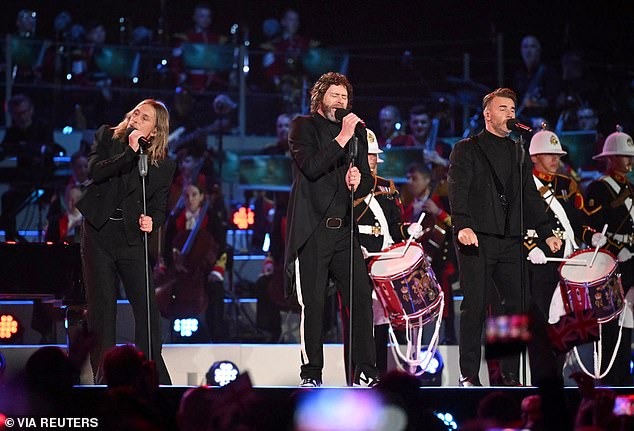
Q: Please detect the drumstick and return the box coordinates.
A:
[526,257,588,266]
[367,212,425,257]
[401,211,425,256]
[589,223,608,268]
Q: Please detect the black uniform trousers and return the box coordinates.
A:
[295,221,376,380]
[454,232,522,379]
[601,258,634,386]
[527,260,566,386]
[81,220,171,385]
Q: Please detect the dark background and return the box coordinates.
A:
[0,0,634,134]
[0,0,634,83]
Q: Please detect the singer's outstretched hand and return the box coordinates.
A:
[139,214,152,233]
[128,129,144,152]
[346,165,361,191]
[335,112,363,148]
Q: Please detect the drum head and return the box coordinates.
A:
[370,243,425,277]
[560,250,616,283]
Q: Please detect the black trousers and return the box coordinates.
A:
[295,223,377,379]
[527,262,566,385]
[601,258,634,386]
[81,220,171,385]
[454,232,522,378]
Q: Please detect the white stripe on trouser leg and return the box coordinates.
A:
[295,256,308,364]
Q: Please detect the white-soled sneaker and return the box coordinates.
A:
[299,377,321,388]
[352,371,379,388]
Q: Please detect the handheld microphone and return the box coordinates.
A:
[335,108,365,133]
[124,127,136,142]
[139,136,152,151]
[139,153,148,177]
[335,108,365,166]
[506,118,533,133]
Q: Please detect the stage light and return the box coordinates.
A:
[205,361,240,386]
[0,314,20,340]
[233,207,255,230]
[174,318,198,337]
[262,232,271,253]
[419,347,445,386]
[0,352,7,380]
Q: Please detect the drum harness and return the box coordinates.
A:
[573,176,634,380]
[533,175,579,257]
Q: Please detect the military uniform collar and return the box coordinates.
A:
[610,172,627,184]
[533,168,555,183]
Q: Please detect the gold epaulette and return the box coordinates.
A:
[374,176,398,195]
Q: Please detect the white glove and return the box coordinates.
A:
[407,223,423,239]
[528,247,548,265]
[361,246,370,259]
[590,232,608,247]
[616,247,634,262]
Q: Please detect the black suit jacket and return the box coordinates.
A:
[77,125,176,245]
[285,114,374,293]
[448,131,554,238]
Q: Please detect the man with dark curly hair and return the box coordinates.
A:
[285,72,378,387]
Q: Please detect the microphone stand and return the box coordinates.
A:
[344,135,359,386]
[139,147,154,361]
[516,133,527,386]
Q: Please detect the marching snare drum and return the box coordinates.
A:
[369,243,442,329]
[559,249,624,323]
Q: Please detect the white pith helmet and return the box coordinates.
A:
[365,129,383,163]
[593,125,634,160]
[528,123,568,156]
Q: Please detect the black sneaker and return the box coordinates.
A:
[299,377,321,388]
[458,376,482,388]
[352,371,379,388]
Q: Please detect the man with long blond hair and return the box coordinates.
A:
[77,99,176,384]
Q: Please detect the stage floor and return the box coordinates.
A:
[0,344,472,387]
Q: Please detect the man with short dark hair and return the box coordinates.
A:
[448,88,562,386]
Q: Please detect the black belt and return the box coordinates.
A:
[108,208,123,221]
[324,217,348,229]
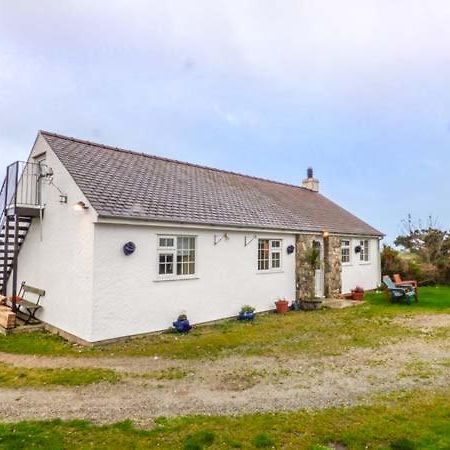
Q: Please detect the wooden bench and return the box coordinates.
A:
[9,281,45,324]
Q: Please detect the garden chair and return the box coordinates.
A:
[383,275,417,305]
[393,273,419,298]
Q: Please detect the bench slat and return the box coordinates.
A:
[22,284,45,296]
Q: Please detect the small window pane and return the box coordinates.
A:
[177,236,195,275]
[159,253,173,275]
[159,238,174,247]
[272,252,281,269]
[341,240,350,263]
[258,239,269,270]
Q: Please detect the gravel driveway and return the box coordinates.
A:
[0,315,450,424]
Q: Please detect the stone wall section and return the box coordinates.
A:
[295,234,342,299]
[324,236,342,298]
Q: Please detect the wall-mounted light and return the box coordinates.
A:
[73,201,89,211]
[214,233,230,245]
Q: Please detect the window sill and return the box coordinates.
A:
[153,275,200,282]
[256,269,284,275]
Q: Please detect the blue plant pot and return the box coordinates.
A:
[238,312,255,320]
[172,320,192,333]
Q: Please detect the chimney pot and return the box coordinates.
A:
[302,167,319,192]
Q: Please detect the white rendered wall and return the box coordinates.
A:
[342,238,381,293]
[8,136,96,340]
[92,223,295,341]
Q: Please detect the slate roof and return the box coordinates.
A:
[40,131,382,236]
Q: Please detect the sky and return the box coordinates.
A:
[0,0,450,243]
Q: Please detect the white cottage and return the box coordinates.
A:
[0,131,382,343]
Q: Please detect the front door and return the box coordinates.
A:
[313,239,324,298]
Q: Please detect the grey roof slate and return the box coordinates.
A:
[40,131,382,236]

..............................

Your task: Copy the data verbatim, starting at the line containing "Q: Please detect the black uniform" and ending after the line containing "[560,250,616,283]".

Response to the task:
Q: Please detect the black uniform trousers and return the box coordinates.
A:
[295,221,376,380]
[454,232,522,379]
[601,258,634,386]
[527,260,566,386]
[81,220,171,385]
Q: Please detect the dark background and return the box coordinates.
A:
[0,0,634,134]
[0,0,634,83]
Q: Please detect the singer's outstretched hand and return the box coordinates.
A:
[139,214,152,233]
[128,129,144,152]
[346,165,361,191]
[335,112,363,148]
Q: Please detect the drum head and return the box coordinates.
A:
[370,243,425,277]
[560,250,616,283]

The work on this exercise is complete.